== Text extract ==
···

The reason for both issues of the simple extension exists in the differences between implicit and explicit synchronizations. Implicit synchronizations exist everywhere, hence the explosion of the number of created loops; implicit synchronizations can be thread-dependent, hence the second issue.

To accommodate these properties of implicit synchronizations, it is important to have a scheme to identify critical implicit synchronizations and generate code maintaining their semantics without introducing too much overhead.

A systematic dependence analysis is important for meeting both conditions. Traditional dependence analysis offers many insights, but are not directly applicable as they consider no relations between data dependence across SIMD thread groups and the semantics and properties of implicit synchronizations. We next present a systematic analysis of the relations, and then describe several derived solutions to the implicit synchronization problem.

#### V. RELATIONS WITH DEPENDENCE

This section examines the relations between various dependencies and the correctness in compiling implicit synchronizations. The reveal of these relations lays the foundation for identifying and appropriately treating critical implicit synchronizations.

···

== Object position labeling listing ==
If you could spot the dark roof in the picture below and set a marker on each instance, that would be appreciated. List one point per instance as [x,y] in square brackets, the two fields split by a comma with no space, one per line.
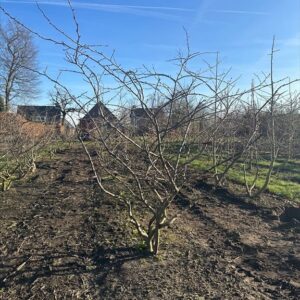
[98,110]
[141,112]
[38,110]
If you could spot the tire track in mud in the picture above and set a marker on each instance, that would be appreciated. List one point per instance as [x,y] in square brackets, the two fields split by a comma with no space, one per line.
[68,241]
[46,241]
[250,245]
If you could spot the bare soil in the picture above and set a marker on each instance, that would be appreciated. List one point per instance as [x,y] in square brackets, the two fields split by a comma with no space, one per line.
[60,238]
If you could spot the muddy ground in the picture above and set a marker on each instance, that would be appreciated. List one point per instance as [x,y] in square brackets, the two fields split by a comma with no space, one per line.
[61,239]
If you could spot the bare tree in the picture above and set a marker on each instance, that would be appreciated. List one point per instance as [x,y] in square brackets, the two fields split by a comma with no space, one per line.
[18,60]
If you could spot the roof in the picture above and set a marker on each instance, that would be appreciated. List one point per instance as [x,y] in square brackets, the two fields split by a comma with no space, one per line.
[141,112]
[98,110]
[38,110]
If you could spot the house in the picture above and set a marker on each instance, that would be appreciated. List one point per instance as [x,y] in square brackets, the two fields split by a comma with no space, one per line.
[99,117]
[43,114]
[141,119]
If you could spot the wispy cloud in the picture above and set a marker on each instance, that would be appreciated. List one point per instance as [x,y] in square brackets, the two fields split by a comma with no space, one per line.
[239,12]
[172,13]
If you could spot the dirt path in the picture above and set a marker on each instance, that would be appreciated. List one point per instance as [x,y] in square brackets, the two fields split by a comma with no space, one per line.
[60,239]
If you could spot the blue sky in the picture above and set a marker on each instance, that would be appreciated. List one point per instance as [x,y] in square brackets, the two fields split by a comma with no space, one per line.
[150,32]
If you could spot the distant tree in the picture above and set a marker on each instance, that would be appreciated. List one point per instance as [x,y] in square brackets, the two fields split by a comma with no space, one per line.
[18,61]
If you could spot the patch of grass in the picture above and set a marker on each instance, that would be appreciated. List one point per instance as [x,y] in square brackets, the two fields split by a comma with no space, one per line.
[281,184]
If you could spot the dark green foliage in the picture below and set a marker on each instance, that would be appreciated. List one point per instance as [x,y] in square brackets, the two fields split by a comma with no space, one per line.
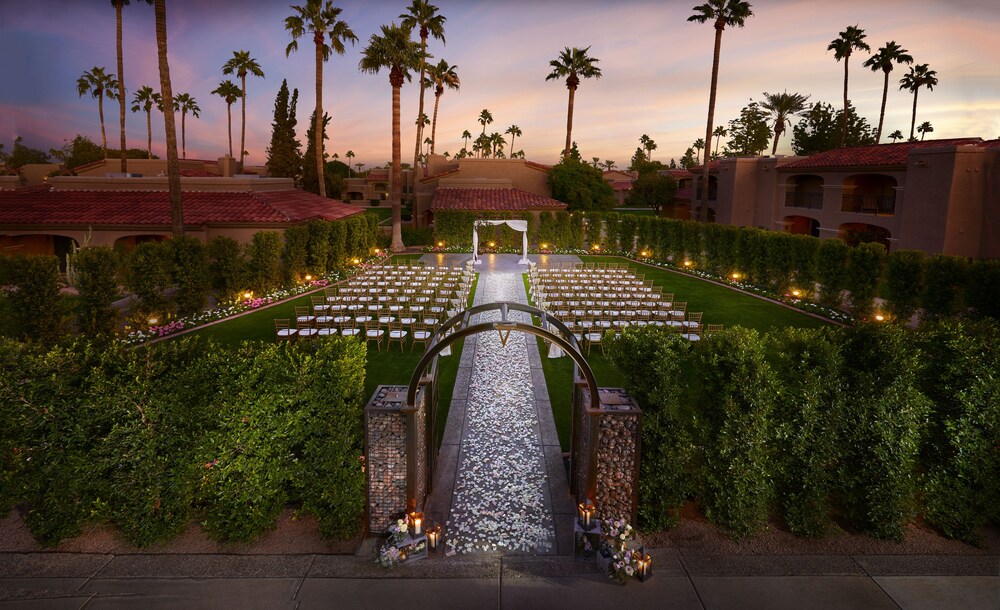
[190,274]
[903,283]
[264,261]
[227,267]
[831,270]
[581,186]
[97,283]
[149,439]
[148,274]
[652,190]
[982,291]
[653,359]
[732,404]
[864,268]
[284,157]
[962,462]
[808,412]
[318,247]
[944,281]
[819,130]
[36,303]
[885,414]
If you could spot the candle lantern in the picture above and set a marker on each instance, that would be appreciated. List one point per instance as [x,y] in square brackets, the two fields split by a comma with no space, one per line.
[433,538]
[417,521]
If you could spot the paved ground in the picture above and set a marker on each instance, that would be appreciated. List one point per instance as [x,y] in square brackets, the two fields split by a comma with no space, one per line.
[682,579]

···

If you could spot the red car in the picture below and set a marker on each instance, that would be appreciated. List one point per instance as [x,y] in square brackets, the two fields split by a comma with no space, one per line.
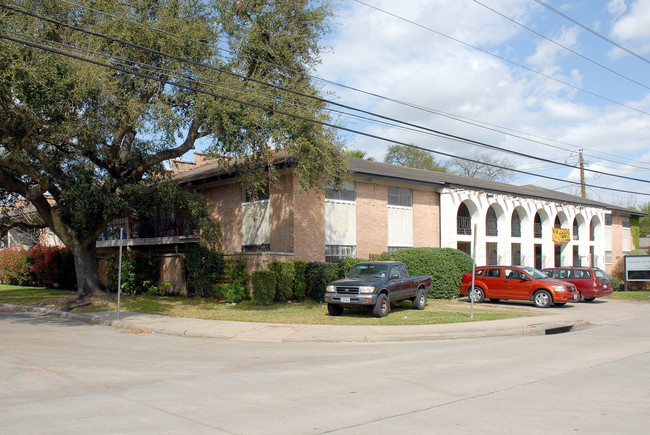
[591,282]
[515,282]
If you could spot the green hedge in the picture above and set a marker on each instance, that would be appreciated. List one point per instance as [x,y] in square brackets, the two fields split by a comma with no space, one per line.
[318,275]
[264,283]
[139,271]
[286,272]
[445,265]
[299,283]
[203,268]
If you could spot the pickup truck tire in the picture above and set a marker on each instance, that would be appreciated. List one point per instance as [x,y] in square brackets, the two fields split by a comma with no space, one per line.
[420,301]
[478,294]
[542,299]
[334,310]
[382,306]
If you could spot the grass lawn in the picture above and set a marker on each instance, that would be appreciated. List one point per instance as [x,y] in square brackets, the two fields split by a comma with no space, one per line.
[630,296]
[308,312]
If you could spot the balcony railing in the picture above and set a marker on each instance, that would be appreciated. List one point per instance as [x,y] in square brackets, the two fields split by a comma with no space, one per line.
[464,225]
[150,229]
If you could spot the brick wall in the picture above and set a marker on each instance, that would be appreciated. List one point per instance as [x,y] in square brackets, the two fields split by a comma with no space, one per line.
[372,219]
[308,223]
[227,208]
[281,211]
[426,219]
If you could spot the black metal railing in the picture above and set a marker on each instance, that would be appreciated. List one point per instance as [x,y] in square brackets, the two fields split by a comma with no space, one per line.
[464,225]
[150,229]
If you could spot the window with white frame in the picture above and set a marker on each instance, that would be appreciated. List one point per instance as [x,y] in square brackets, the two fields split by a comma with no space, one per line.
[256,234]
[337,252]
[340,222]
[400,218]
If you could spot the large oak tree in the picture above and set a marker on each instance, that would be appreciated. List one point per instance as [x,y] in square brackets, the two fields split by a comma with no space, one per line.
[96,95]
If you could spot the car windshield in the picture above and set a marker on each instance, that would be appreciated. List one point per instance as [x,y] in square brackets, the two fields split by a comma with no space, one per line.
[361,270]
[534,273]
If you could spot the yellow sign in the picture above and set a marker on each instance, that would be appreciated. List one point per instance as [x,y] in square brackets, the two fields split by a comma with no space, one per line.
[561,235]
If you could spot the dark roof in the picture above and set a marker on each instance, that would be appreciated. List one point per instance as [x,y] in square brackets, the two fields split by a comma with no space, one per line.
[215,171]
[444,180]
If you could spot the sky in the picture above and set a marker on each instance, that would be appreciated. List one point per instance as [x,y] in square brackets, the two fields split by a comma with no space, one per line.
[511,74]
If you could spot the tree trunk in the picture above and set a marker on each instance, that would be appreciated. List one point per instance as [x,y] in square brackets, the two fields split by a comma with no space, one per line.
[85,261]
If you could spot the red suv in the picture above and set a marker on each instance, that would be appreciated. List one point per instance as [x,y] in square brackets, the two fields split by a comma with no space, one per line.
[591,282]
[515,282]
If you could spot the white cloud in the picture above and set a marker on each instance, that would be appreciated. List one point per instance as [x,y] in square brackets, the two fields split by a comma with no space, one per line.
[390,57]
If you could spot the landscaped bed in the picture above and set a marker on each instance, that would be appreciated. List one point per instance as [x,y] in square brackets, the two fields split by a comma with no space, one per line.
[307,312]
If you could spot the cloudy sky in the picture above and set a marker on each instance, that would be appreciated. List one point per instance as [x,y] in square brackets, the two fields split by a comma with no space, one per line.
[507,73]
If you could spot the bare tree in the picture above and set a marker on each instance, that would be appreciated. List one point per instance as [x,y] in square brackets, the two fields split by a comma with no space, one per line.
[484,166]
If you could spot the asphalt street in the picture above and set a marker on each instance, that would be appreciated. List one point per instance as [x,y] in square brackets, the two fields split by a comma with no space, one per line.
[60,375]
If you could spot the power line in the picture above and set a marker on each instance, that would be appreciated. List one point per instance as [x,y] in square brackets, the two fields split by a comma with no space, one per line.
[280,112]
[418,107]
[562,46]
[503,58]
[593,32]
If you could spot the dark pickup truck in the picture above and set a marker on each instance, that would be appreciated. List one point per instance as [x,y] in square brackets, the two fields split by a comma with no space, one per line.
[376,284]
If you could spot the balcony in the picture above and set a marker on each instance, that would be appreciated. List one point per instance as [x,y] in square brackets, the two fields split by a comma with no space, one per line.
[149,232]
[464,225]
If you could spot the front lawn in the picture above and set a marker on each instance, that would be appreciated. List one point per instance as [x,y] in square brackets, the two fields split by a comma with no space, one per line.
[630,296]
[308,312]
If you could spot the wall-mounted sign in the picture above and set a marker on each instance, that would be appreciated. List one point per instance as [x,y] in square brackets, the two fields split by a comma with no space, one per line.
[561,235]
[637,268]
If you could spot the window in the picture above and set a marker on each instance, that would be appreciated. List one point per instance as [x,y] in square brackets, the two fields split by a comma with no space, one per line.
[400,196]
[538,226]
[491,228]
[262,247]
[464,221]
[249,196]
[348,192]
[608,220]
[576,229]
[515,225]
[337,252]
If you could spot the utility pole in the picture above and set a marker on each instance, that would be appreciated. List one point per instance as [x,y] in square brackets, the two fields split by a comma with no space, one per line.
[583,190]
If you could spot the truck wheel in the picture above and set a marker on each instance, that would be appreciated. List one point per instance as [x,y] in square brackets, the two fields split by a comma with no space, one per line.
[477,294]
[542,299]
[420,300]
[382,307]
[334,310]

···

== Given task 1 ==
In the passage on implicit synchronizations, switch "examines" to "investigates" and give the stretch from "#### V. RELATIONS" through "critical implicit synchronizations." again.
== Given task 2 ==
Answer these questions from the passage on implicit synchronizations:
(a) According to the passage, why does the number of created loops explode?
(b) Why is traditional dependence analysis not directly applicable?
(c) What is the title of section V?
The listing is separate material with no connection to the passage on implicit synchronizations.

== Complete output 1 ==
#### V. RELATIONS WITH DEPENDENCE

This section investigates the relations between various dependencies and the correctness in compiling implicit synchronizations. The reveal of these relations lays the foundation for identifying and appropriately treating critical implicit synchronizations.

== Complete output 2 ==
(a) Implicit synchronizations exist everywhere.
(b) It considers no relations between data dependence across SIMD thread groups and the semantics and properties of implicit synchronizations.
(c) Relations with Dependence.